An answer that reproduces all the entries exactly is what is needed.

-*-

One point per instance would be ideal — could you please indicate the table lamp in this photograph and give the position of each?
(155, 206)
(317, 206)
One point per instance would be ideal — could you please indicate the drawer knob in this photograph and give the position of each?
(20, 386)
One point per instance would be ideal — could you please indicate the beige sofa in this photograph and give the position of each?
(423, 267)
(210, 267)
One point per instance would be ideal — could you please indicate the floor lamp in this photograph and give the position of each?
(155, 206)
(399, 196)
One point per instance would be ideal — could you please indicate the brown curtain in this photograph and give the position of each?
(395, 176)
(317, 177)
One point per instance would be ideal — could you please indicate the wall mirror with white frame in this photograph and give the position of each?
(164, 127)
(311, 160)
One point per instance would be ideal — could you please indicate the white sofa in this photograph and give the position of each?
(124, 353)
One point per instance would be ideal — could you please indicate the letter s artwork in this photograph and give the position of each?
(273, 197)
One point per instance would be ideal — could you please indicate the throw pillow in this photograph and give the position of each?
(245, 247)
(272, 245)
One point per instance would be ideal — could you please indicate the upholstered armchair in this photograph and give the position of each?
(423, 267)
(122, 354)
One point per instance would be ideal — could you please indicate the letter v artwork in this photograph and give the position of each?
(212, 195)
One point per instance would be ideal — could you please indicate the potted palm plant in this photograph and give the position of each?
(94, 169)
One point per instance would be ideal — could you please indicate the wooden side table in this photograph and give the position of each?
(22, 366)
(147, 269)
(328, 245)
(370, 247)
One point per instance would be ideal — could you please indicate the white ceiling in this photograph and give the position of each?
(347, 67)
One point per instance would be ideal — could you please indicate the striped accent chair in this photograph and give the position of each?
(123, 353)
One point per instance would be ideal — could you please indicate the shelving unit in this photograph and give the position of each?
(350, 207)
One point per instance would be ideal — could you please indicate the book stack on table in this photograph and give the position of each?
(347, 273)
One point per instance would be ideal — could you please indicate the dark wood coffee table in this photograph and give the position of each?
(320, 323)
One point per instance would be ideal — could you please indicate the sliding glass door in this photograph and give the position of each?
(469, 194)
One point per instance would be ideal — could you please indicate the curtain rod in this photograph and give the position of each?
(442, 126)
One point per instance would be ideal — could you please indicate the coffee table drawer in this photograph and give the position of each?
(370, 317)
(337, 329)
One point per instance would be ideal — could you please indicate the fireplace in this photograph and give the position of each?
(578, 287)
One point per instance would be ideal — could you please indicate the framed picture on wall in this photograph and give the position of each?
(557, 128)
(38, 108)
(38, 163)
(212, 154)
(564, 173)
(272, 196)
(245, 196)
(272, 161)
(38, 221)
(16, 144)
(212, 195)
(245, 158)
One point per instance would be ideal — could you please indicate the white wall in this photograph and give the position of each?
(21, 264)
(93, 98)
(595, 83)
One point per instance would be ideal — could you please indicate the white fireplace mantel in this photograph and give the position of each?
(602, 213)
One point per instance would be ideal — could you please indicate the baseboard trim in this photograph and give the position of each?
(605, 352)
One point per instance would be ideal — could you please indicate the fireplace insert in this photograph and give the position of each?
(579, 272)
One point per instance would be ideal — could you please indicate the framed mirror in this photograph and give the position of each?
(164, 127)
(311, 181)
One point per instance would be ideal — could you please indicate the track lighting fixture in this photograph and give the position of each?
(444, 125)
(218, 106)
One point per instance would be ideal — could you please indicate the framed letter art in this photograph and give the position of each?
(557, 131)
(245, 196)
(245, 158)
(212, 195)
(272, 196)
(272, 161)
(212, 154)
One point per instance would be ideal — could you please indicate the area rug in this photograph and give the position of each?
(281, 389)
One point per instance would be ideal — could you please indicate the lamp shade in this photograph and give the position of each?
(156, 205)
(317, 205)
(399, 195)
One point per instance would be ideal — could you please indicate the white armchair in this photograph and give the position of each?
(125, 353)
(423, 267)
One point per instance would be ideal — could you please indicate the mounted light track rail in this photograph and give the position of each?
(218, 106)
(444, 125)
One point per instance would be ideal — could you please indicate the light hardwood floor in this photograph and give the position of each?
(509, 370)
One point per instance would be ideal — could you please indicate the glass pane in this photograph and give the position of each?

-*-

Exercise output:
One point per instance would be ideal — could you please indicate the table lamp in this photograph and give the position of each?
(155, 206)
(317, 206)
One point per instance would be ideal — could you please indicate the drawer knob in this photograph and give the position of each?
(20, 386)
One point per instance would be ideal — could you please indicate the beige sofa in this photograph and give the position of each?
(423, 267)
(210, 267)
One point per instance would be ideal — could you please indicate the floor lamp in this photograph and give the position of each?
(155, 206)
(399, 196)
One point per instance would be ideal — could you please indicate the brown curtain in this photograph and give the position of each?
(395, 176)
(317, 177)
One point per instance would be ideal — could you please indicate the wall mirror with white frame in this photograph and give the position of each?
(164, 127)
(311, 160)
One point per instance would be ideal — could you please indicate the white sofa in this photograph and give the position of each?
(124, 353)
One point per instance would be ideal — could you please indicate the letter s artwork in this photograph and give the position of each?
(273, 197)
One point per instance would be ideal — could you please indicate the throw pillow in this photograph and give the position of each?
(245, 247)
(272, 245)
One point per instance would be ideal — could you please indicate the upholstered armchair in this photograph and give the position of each?
(423, 267)
(122, 354)
One point per instance would be ideal — could you please indicate the letter v artwork in this photograph and give the position of each?
(212, 195)
One point per instance would be ideal — could you please indicate the potted palm plant in this photograph and give the position of each?
(94, 169)
One point per instance would be ideal — could you please indicate the wooden side table in this photograph and give the position of each?
(22, 366)
(147, 269)
(328, 245)
(370, 247)
One point per instance would be ideal — could you please indicate the white ceiling in this photograph and give the position of each?
(347, 67)
One point per instance would be ideal — could you please indicate the striped accent chair in this photograph and give the position of each?
(123, 353)
One point per instance would be ideal — could you please indicate the shelving unit in this photograph and give the position of each?
(350, 207)
One point per instance would be ideal — could you please indicate the book stack on table in this photograph and give the position of each?
(347, 273)
One point per instance would be ideal — could you please indicate the dark wood coffee table in this photograph and give the position of each?
(320, 323)
One point per instance would be ideal — could you please indicate the sliding glass door in this photograph and give the position of each?
(469, 194)
One point per instance would be ideal — could you please indicate the curtain rod in this photograph and give the position of each?
(442, 126)
One point per instance would be ideal — could you please indicate the coffee table drawer in this photograph and give the position of each?
(370, 317)
(337, 329)
One point per instance would be ideal — could you please indicate the fireplace in this photograph and give the position of each?
(578, 287)
One point per instance would be ideal — could you please indicate the framed picture on wall in this photograph and give the position of each?
(557, 128)
(38, 108)
(38, 163)
(212, 154)
(564, 173)
(272, 196)
(245, 196)
(272, 161)
(38, 221)
(16, 144)
(212, 195)
(245, 158)
One point per instance would be ideal — could you please indicate the white wall in this photograph and give the position of each?
(21, 264)
(93, 98)
(595, 83)
One point per instance would be ideal — could you please indicate the white fireplace mantel in this photograph and give the position of each?
(602, 213)
One point per instance would be ideal — could you please indicate the baseboard trim in this photograph and give the position of each?
(605, 352)
One point per instance would be ideal — could you please indicate the fireplace insert in this photograph and give the position of each?
(579, 272)
One point per instance would be ideal — could you please indicate the framed mirror in this photograph and give the position of each?
(164, 127)
(311, 181)
One point per instance would be ideal — could you please indicate the track lighting fixture in this photograph and give the position of each?
(444, 125)
(218, 106)
One point per instance would be ideal — could you please indicate the framed letter art in this photograph and give the position of each?
(557, 131)
(245, 196)
(245, 158)
(212, 195)
(272, 196)
(272, 161)
(212, 154)
One point per instance would be ideal — could you please indicate the area rug in this photograph and give the position of each?
(281, 389)
One point per instance would be ideal — could you please indicate the lamp shade in this photograph and give the position of each?
(156, 205)
(317, 205)
(399, 195)
One point per instance would be ideal — could you please indicate the white armchair in this photograph and give the position of each?
(125, 353)
(423, 267)
One point per instance would be ideal — could you please indicate the mounted light track rail in this photograph and give the position of each?
(218, 106)
(444, 125)
One point per instance would be ideal — could you please indicate the light hardwood floor in this photograph and give the position of each?
(509, 370)
One point per instance would be ideal — could you please indicate the glass pane in this photograph and give the position of each?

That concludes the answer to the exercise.